KAYNAĞI tarihin derinliklerine dayanan kültür varlıklarımızdan el işlemeciliği, geçmişten günümüze varlığını sürdürerek en güzel örneklerini sunmuştur. Geleneksel sanatlarımız arasında önemli bir yere sahip olan el işlemeciliği, toplumun mânevî zenginliğinin en üst düzeyde yansıtıldığı sanat kollarından biridir. Müzelerimizi ve saraylarımızı gezerken mutlaka şâhit olmuşsunuzdur.
İşlemelerimizin yaklaşık
iki bin yıllık bir geçmişe sahip olduğuna tanık olarak, taşıdığı dönemsel
özellikleri itibarıyla ne kadar zengin ve ihtişamlı bir geçmişe sahip olduğumuz
aşikârdır. O zenginlikten bir olarak, bir adım geriye gidince hayranlık
uyandıran bir sanattır “Maraş işi” de. Bu nevi şahsına münhasır muhteşem
işlemenin tarihinin Selçuklular devrine kadar uzandığı bilinmektedir. Selçuklu
sultanlarının dokutmuş oldukları ipek ve atlas kumaşlar, üzerlerine saray
işlemecileri tarafından altın ve gümüş tellerle işlendiğinde birer şahesere
dönüştürülürlermiş.

» Kaynak Veriler
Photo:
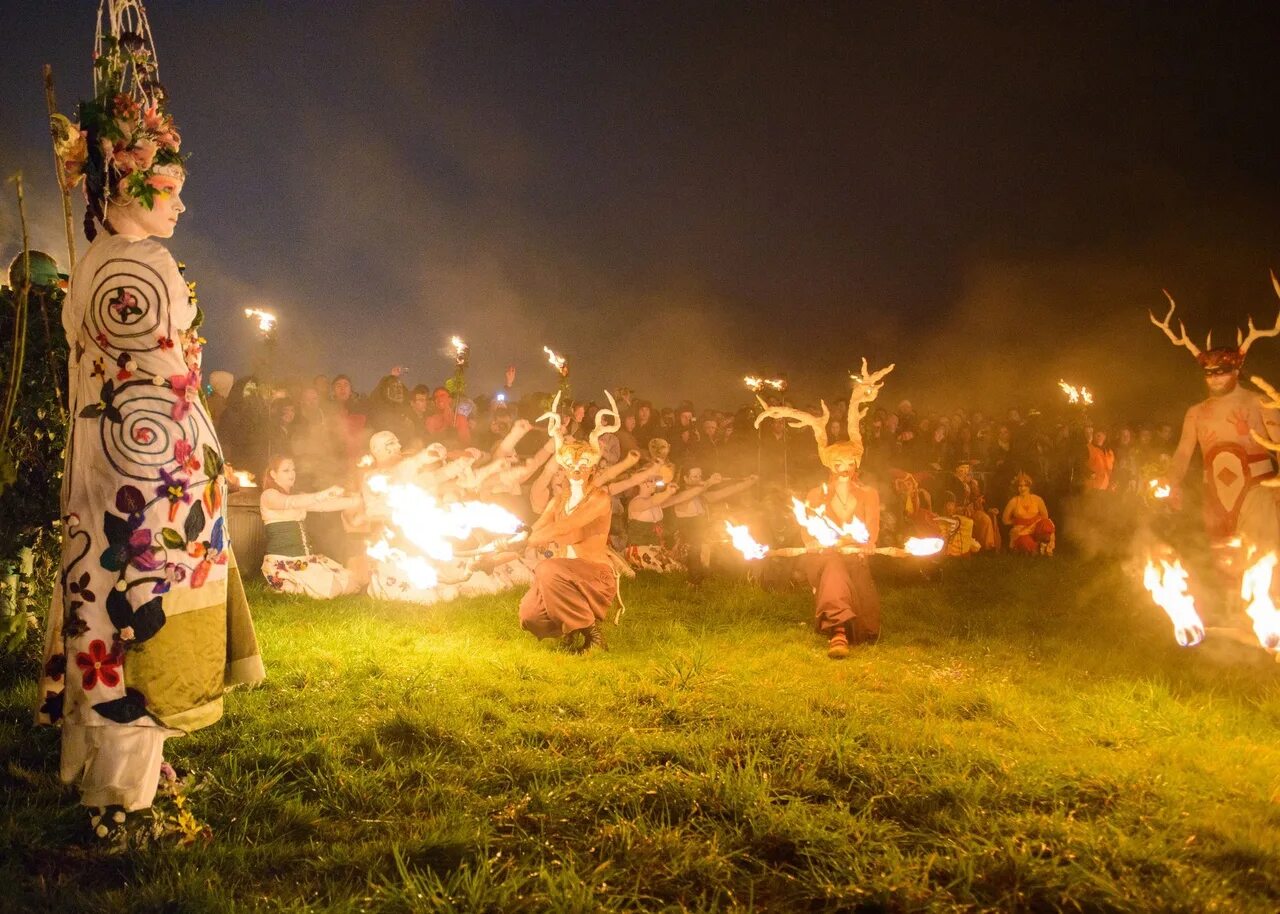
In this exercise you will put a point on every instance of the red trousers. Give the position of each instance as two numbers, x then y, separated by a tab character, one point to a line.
845	593
1029	542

» Alıştırma Yönergeleri
1. Okuma metninde Selçuklu sultanlarından söz eden cümlede geçen kumaş ve tel türlerinin hepsini sıralayın.
2. Okuma metninde "KAYNAĞI tarihin derinliklerine" sözlerinden başlayıp "mutlaka şâhit olmuşsunuzdur." sözlerine kadar uzanan bölümün tamamını olduğu gibi yineleyin.
Yalnızca okuma metnini kullanın.

» Görev Çözümleri
1. İpek kumaş, atlas kumaş, altın tel, gümüş tel

2.
KAYNAĞI tarihin derinliklerine dayanan kültür varlıklarımızdan el işlemeciliği, geçmişten günümüze varlığını sürdürerek en güzel örneklerini sunmuştur. Geleneksel sanatlarımız arasında önemli bir yere sahip olan el işlemeciliği, toplumun mânevî zenginliğinin en üst düzeyde yansıtıldığı sanat kollarından biridir. Müzelerimizi ve saraylarımızı gezerken mutlaka şâhit olmuşsunuzdur.